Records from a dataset
================================
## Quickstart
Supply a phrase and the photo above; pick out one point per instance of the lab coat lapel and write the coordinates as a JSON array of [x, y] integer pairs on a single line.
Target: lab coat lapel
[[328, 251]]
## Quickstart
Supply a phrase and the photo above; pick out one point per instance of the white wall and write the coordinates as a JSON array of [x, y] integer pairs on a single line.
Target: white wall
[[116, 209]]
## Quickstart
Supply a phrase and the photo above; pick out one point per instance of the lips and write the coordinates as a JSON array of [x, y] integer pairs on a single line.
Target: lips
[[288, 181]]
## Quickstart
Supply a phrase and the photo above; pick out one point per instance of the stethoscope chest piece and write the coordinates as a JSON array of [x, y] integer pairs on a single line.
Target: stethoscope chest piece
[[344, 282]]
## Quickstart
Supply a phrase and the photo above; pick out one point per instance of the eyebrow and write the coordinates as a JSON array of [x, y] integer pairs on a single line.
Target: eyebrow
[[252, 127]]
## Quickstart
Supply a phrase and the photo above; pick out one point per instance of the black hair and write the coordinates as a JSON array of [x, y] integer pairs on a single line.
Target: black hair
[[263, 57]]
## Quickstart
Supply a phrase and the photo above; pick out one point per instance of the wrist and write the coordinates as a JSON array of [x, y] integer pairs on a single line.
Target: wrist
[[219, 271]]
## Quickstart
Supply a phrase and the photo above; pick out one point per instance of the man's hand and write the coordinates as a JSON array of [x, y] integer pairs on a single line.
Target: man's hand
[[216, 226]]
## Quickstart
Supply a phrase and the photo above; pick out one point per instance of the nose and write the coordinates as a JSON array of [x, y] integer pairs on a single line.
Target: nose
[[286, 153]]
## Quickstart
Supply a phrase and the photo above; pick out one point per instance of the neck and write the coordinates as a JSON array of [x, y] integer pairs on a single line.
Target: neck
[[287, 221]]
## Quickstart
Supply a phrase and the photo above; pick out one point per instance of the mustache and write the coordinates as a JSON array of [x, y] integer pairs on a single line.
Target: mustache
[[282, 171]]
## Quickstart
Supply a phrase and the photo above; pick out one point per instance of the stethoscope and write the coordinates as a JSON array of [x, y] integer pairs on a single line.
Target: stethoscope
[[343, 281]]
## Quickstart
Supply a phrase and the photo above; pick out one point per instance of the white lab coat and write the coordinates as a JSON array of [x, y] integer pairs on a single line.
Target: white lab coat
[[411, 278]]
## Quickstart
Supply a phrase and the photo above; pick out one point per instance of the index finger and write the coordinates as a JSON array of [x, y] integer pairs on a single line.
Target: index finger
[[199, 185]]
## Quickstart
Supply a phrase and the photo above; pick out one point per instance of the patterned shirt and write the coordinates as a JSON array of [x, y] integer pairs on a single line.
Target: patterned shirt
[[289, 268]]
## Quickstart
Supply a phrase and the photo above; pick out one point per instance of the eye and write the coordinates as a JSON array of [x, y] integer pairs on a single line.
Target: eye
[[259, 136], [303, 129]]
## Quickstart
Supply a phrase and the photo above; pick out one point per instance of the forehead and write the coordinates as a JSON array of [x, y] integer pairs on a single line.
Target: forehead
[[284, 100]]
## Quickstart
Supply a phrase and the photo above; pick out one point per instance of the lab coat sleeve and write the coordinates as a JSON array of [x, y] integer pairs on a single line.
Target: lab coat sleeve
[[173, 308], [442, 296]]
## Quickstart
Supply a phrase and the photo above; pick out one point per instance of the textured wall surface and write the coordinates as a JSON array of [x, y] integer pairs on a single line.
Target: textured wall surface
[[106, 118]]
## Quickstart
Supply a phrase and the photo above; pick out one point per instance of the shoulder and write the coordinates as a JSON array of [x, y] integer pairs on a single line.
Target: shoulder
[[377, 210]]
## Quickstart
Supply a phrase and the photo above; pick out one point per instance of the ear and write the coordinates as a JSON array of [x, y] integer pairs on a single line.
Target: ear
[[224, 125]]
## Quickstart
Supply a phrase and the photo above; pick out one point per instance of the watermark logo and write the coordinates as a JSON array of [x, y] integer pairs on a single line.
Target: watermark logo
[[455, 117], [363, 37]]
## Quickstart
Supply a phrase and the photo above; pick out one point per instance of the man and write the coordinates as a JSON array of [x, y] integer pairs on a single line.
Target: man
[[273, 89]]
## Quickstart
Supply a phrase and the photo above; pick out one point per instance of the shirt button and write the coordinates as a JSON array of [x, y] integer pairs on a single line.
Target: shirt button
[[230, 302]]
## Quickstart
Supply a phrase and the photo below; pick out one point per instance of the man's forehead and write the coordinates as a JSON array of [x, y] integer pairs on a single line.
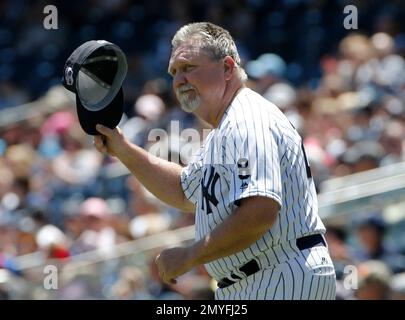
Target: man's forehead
[[185, 51]]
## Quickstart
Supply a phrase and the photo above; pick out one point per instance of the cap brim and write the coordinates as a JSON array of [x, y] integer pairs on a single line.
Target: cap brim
[[109, 116]]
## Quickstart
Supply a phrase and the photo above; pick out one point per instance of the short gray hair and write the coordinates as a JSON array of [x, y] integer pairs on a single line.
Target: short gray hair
[[213, 39]]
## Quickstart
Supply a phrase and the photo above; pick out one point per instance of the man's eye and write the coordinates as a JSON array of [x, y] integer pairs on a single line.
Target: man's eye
[[188, 68]]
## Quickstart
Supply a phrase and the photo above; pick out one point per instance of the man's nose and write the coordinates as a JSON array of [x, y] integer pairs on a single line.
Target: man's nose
[[179, 79]]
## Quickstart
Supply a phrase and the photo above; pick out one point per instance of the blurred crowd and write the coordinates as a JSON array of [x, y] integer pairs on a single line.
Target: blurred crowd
[[344, 91]]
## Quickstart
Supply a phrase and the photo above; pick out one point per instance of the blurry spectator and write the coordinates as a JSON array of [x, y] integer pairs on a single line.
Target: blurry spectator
[[97, 235], [76, 165], [398, 287], [374, 281], [131, 285], [266, 70], [52, 242], [149, 109], [370, 232], [150, 218], [339, 250]]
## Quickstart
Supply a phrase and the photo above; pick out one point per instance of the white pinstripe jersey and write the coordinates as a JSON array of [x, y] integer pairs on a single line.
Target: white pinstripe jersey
[[255, 151]]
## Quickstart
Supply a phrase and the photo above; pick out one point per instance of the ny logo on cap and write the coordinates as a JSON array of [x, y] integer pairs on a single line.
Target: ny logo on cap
[[69, 76]]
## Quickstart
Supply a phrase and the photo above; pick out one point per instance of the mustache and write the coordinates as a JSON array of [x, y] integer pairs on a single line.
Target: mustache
[[184, 88]]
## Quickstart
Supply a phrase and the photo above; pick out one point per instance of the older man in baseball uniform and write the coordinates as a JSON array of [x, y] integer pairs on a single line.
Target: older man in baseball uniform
[[258, 232]]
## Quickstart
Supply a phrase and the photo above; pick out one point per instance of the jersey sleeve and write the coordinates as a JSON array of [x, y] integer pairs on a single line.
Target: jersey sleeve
[[255, 166], [190, 177]]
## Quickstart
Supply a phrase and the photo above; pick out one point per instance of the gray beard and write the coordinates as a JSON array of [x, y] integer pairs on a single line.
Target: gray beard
[[189, 105]]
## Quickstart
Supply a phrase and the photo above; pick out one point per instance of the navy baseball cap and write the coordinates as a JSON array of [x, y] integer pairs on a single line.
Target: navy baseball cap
[[95, 72]]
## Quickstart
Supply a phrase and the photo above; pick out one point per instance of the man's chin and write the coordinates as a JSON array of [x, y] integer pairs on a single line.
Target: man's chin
[[189, 109]]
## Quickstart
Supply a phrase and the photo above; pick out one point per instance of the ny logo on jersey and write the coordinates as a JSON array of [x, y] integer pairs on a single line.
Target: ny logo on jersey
[[243, 172], [208, 190]]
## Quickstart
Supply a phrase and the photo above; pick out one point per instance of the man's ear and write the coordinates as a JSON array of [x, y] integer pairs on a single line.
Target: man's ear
[[229, 67]]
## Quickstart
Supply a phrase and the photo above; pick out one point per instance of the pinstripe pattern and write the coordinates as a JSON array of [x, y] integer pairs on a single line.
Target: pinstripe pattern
[[252, 128]]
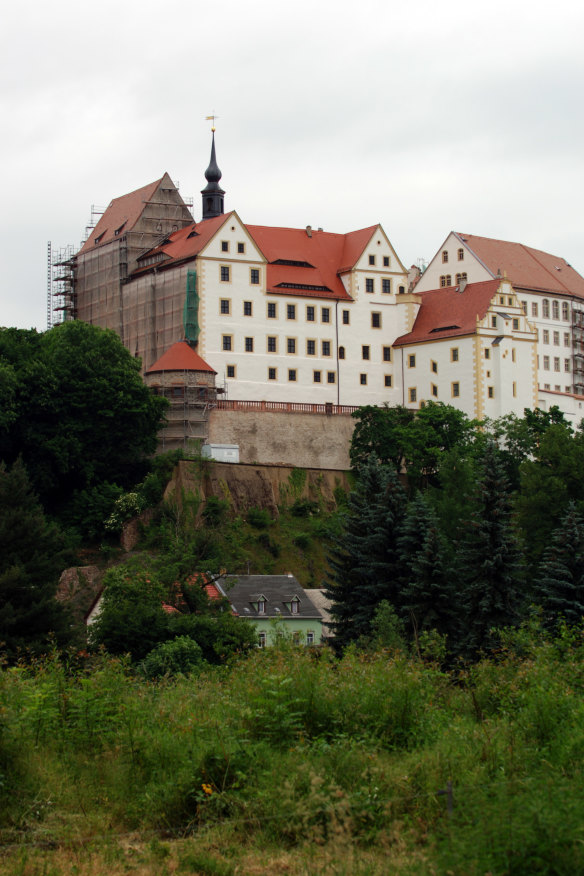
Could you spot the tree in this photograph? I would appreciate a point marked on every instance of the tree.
(82, 414)
(33, 553)
(490, 567)
(365, 559)
(559, 588)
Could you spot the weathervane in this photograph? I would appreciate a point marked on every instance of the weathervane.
(212, 119)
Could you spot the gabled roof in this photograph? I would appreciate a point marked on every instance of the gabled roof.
(184, 244)
(449, 313)
(321, 257)
(180, 357)
(122, 214)
(279, 591)
(527, 268)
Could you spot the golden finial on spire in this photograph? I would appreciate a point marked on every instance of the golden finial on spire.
(212, 119)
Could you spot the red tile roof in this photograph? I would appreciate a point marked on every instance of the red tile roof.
(447, 313)
(323, 256)
(526, 268)
(180, 357)
(121, 215)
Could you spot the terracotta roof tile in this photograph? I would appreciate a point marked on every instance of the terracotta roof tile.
(447, 313)
(180, 357)
(526, 268)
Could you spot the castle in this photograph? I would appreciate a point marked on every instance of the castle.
(308, 317)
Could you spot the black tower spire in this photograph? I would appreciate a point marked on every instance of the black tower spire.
(212, 193)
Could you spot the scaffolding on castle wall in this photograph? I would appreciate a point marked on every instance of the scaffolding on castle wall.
(61, 301)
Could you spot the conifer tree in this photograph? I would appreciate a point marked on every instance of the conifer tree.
(426, 594)
(559, 588)
(490, 567)
(32, 555)
(365, 559)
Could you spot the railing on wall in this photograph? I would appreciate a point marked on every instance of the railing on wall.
(288, 407)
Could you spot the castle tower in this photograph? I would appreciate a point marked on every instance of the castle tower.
(212, 193)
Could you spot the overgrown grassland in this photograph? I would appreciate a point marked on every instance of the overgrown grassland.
(295, 762)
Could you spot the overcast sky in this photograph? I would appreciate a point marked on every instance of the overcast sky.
(423, 116)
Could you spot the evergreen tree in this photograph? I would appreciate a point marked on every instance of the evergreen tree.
(32, 555)
(559, 588)
(365, 559)
(426, 594)
(490, 568)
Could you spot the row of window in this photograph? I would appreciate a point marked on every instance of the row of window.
(292, 347)
(460, 255)
(318, 376)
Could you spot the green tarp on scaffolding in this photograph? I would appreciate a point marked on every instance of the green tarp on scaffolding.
(191, 310)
================================
= Task to complete =
Of the lines above, output exactly those from the line bearing "the white pinstripe" through the line bearing "logo on cap and", inclusive.

= Answer for the task =
Supply a phrase and the photo above; pick out one point per instance of the white pinstripe jersey and write the coordinates as a JSON array of [x, y] integer pairs on a single line.
Target: white pinstripe jersey
[[255, 151]]
## Quickstart
Supply a phrase and the photo above; pick out one point per instance of the ny logo on cap and write the coordinates as a JSON array of [x, y] integer pairs on a single line.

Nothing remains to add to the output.